## [Data]
★ ★ ★ ★ ★
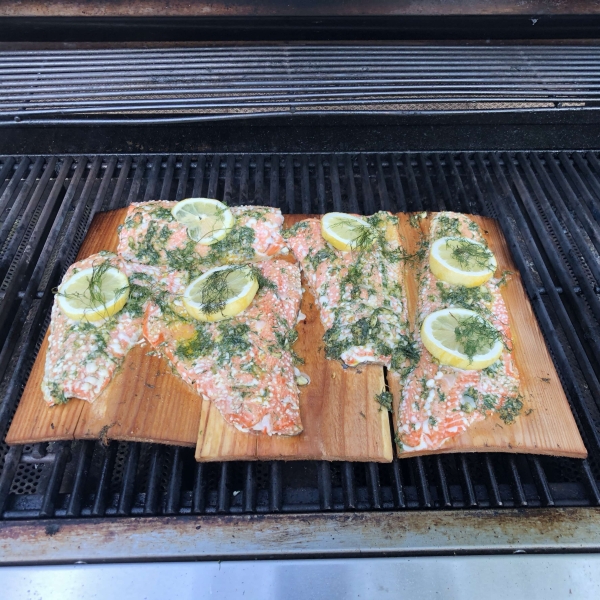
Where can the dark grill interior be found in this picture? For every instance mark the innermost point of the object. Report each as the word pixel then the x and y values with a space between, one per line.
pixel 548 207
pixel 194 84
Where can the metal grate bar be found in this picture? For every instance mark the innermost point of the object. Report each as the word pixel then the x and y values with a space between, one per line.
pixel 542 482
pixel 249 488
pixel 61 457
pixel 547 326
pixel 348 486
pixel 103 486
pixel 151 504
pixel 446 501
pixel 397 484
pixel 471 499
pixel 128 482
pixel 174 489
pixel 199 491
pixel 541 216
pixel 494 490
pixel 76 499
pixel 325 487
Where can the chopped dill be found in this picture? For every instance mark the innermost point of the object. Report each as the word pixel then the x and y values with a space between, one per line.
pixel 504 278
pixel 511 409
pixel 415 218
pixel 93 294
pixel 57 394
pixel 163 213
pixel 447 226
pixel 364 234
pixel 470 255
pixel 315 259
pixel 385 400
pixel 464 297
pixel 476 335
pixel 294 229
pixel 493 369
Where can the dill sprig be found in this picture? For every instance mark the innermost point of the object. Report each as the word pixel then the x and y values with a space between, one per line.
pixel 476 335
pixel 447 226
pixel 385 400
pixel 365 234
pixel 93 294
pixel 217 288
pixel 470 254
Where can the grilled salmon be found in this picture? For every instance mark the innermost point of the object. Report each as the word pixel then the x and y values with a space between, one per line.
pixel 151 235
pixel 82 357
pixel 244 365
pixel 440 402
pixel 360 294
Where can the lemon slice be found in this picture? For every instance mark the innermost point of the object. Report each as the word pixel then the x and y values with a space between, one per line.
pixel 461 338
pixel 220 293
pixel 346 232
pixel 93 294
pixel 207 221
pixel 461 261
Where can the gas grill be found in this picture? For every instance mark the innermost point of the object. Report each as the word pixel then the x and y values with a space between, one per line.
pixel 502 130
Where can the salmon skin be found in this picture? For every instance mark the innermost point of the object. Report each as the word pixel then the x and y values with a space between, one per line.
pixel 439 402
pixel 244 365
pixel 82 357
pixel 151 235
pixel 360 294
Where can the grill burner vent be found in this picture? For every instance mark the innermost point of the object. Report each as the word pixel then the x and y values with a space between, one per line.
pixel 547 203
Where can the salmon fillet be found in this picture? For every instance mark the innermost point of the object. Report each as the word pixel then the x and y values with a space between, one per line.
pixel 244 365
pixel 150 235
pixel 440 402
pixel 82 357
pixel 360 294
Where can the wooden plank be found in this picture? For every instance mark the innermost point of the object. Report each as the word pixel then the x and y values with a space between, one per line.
★ ★ ★ ★ ★
## [Problem details]
Everything in the listing is to be returned word for word, except the pictures.

## [Answer for this exercise]
Where can the dark grill interior be found in this picture? For every instance mark the innermost point of the object. Report each as the word pixel then the x and y values with a space between, one per line.
pixel 548 207
pixel 194 84
Where can the metal grate bar be found in this picture? For every instance mark the innermost point of the object. Report each as the word pixel then the x and y values with a space between, one per line.
pixel 542 482
pixel 249 488
pixel 61 457
pixel 547 326
pixel 348 486
pixel 103 486
pixel 151 504
pixel 446 501
pixel 397 484
pixel 471 499
pixel 128 482
pixel 174 489
pixel 199 491
pixel 541 216
pixel 494 490
pixel 76 499
pixel 325 487
Where can the chopped dill be found in this picture? For every instance mark the innermost point of the object. Report each as the word pixel then the x and y values with a space between, one per line.
pixel 504 278
pixel 511 409
pixel 415 218
pixel 93 294
pixel 57 394
pixel 163 213
pixel 447 226
pixel 364 234
pixel 470 255
pixel 315 259
pixel 385 400
pixel 464 297
pixel 476 335
pixel 294 229
pixel 493 369
Where can the dill sprig be found in this picture? For every instance mark the innermost point of the object. Report each as the word pixel then the x and y values with a space between, one per line.
pixel 476 335
pixel 447 226
pixel 385 400
pixel 365 234
pixel 93 294
pixel 217 288
pixel 470 254
Where can the grilled salmon be found in this picture? For every instance mark the innermost point of the object. Report each as the word pixel then the x and y values with a space between, one per line.
pixel 151 235
pixel 82 357
pixel 244 365
pixel 440 402
pixel 360 294
Where can the lemon slice be found in this picture? For every instance mark the innermost point of the object. Report each as the word pixel then the x and y values with a space between, one per line.
pixel 461 338
pixel 220 293
pixel 346 232
pixel 93 294
pixel 207 221
pixel 461 261
Where can the gas grill be found in this picture? For every instance mark the innermost point of the object. Report each as the word pixel then the x and y values with a space between, one per line.
pixel 502 130
Where can the salmon skin be found in this picture? For every instance mark the innermost point of the object. Report each as the word pixel then the x and y values with a space between, one per line.
pixel 439 402
pixel 244 365
pixel 82 357
pixel 151 235
pixel 360 294
Where can the grill burner vent be found in this picture? For every instance mark the innermost point of the object. Report each as the word pixel then the x and y values with a space between, one per line.
pixel 547 203
Where can the salmon fillet be found in this picture? For every instance mark the innermost point of the object. Report each as the word pixel then the x and y values with a space between, one per line.
pixel 244 365
pixel 150 235
pixel 440 402
pixel 82 357
pixel 360 294
Where can the wooden plank be found in this picture? For every instance mark the innermost point of the object. Report each as the word pixel then the x and y values with a space between, one per line.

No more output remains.